BRIEF:
Put every line from the one containing "Where is the reflection" down to the one containing "(153, 126), (162, 138)", both included, into a numbered list, leaving out any blank lines.

RECORDS PROVIDED:
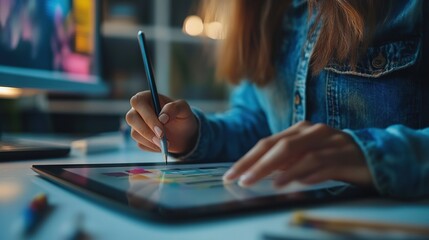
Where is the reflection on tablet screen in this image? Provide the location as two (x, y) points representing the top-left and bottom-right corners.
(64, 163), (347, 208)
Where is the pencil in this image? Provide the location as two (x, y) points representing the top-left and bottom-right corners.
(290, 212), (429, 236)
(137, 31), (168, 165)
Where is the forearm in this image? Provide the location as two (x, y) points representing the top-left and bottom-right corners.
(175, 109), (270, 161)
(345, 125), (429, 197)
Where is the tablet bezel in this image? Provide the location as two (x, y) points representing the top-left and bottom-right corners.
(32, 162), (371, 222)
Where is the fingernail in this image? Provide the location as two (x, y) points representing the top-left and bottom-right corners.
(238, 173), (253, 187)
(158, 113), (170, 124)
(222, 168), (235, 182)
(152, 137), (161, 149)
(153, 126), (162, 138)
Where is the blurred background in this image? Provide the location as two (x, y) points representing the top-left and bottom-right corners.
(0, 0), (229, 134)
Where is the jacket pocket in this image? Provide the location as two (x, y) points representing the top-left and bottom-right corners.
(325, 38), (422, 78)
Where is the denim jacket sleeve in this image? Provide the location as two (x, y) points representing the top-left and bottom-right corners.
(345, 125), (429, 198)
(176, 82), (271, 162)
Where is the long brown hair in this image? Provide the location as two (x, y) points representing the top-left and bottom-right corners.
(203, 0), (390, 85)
...
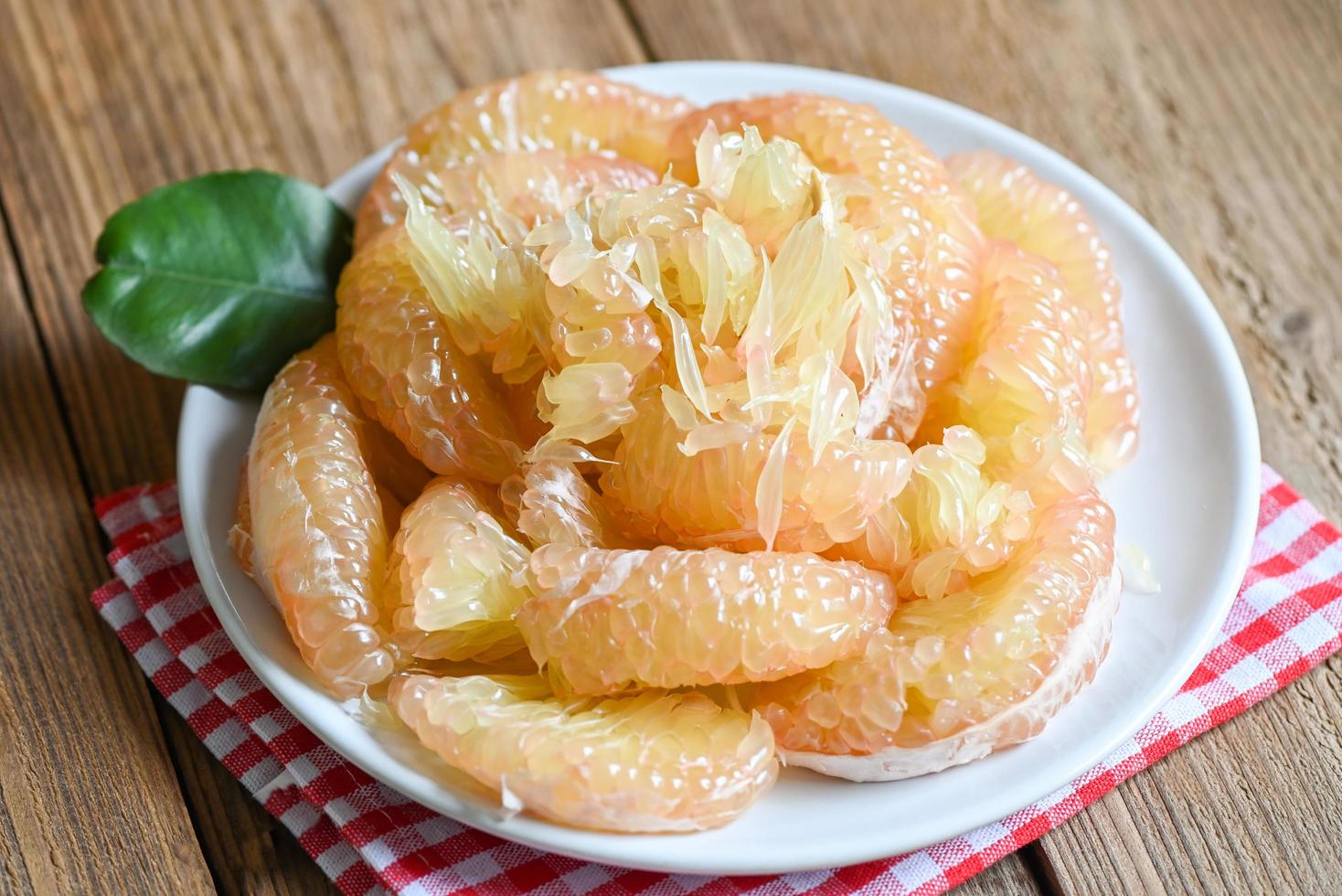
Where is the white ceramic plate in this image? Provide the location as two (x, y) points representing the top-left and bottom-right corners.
* * *
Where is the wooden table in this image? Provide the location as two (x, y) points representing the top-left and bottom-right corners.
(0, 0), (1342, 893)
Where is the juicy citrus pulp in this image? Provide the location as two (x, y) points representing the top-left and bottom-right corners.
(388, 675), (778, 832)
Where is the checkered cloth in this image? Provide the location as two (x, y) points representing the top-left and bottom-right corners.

TASK OUTPUT:
1. Where is the reflection on tablet screen in this image? Provide the location as two (x, y) points representing the top-left and bottom-right corners.
2. (64, 163), (347, 208)
3. Where is the pencil in this image? Provide the location as two (x, y) points representing the top-left and bottom-right corners.
4. (290, 212), (429, 236)
5. (137, 31), (168, 165)
6. Where is the forearm in this image? Provide the location as two (x, y) points representing the top-left and bottom-right corners.
7. (175, 109), (270, 161)
8. (345, 125), (429, 197)
9. Where is the tablet bezel in this image? Provide the location as two (x, y) points representing the top-left and bottom-right corners.
10. (32, 162), (371, 222)
11. Where is the fingernail in this image? Provide the location as two (x, y) points representing the top-left and bottom-right corners.
12. (238, 173), (253, 187)
13. (158, 113), (170, 124)
14. (222, 168), (235, 182)
15. (152, 137), (161, 149)
16. (153, 126), (162, 138)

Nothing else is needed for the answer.